EXERCISE DIRECTIONS: For the entries below, the result should be an exact transcription of the lines from the one with "Annotate the dark" up to and including the one with "Annotate the bracelet", and only those.

SUPPLIED MATERIAL:
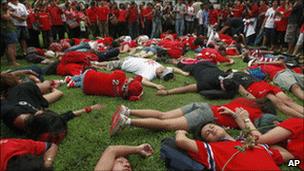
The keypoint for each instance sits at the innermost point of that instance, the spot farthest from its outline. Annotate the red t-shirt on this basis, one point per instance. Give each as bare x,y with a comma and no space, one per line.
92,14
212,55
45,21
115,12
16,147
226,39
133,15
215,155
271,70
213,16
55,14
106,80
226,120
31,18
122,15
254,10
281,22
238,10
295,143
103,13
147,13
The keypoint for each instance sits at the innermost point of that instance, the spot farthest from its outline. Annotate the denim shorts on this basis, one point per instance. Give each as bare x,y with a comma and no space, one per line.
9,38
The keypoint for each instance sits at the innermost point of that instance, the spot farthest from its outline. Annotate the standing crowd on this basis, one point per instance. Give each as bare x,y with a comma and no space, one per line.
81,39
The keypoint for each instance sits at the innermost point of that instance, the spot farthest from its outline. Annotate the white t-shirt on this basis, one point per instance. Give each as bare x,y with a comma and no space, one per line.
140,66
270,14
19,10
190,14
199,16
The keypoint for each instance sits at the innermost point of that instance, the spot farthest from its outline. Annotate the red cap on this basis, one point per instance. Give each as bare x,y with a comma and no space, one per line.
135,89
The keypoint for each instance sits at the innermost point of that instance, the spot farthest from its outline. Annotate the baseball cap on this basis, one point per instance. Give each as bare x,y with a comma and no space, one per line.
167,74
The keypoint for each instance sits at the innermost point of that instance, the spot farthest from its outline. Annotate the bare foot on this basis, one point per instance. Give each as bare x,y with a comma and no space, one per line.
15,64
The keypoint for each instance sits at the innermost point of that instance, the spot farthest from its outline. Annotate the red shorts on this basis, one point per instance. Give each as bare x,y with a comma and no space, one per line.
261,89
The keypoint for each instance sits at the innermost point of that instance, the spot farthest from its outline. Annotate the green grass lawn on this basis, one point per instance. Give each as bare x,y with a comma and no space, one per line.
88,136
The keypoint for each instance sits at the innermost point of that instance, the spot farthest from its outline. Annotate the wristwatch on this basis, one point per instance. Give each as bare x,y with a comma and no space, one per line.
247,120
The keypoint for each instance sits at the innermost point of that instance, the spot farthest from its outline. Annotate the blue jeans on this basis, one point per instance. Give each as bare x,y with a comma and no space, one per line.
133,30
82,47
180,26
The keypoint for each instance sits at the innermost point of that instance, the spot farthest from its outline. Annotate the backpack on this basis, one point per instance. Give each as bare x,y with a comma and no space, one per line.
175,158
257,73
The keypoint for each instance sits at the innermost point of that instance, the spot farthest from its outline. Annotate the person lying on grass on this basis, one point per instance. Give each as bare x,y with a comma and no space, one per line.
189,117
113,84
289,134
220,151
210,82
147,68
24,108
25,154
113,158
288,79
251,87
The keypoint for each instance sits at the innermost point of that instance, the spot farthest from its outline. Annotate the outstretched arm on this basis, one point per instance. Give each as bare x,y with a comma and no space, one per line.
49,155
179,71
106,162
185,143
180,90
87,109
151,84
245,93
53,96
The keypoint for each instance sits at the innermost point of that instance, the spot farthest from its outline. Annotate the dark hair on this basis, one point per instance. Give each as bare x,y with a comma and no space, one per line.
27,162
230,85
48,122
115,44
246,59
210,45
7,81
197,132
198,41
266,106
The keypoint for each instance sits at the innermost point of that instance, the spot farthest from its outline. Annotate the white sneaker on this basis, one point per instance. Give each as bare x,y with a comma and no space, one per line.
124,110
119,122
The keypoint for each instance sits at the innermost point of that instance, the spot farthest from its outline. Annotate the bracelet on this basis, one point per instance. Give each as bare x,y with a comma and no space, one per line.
...
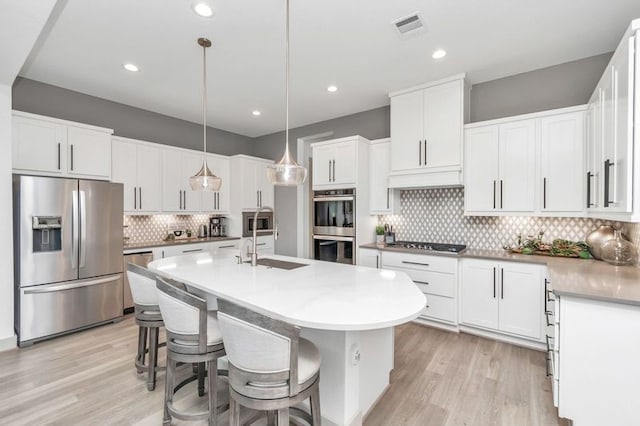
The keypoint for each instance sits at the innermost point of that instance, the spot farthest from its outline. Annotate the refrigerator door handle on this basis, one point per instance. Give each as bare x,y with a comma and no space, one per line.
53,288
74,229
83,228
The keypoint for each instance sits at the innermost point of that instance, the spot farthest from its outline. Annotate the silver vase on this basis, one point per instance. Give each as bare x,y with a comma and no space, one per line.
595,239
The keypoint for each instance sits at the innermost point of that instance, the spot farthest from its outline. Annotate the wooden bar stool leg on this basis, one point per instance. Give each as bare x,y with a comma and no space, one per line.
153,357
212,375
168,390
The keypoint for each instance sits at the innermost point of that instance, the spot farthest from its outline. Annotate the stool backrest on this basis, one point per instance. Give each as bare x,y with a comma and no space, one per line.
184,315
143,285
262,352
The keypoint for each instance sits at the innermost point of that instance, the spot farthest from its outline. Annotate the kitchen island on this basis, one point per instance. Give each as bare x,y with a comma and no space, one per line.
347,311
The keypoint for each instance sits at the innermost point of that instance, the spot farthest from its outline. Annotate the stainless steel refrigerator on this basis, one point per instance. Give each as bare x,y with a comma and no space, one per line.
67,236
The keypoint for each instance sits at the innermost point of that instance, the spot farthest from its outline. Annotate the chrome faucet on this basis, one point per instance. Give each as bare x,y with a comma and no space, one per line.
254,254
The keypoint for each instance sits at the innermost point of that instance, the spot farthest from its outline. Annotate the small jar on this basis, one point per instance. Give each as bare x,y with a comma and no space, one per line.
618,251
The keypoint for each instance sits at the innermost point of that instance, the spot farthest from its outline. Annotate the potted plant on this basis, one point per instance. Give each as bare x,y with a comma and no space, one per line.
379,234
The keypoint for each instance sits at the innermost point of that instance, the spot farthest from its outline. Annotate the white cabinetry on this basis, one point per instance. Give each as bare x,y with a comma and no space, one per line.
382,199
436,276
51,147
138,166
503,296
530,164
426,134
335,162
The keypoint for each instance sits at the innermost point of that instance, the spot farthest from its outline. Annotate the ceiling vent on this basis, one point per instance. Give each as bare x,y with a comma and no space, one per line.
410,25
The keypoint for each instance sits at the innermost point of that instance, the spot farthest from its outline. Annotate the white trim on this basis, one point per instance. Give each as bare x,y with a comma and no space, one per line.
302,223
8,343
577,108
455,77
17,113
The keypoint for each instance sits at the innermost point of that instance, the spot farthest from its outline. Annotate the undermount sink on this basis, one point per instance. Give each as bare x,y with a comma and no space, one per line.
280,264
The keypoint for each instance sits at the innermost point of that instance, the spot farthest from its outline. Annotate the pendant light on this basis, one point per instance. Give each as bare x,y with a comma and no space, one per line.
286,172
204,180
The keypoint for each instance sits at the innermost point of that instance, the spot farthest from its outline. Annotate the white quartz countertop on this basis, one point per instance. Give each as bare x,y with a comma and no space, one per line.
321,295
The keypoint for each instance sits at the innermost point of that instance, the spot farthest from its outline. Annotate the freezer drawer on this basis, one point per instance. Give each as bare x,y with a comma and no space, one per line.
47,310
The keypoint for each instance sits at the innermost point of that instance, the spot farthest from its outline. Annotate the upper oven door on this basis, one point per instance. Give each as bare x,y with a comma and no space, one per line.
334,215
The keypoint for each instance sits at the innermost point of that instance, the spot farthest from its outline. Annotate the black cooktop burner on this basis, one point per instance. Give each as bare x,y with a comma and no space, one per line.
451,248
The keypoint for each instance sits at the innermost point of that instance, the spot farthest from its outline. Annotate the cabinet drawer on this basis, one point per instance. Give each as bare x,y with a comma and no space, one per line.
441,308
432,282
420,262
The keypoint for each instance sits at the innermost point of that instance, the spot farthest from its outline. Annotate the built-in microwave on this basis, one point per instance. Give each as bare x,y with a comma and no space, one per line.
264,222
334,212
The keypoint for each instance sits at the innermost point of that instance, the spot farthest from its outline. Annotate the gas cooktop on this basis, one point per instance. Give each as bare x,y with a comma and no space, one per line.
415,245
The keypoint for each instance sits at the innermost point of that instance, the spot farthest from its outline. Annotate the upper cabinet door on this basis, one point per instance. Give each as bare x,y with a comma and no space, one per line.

TASK ANSWER:
The keypoint for each instance sits at the innermost point of that instance, the spot farthest from its outline. Annotate the dark hair on this basis, one point per instance. Give each as bare x,y with a comma and no space, one per line.
27,162
230,85
48,122
115,44
246,59
210,45
7,81
197,132
198,41
266,106
The keypoint for each instance sits at the innermost point of that instance, the spot farthest from its outline. Annotate the white sneaker on this basis, one point per instance. Give each as bare x,y with a comma and no space, one per line.
124,110
119,122
The keypoint for each instance sits at the innermost point of that instance, the spot farthest from its outline. Annotate the bracelet on this basis, one point per instance. Give each as bare x,y with a comma and no space, one per line.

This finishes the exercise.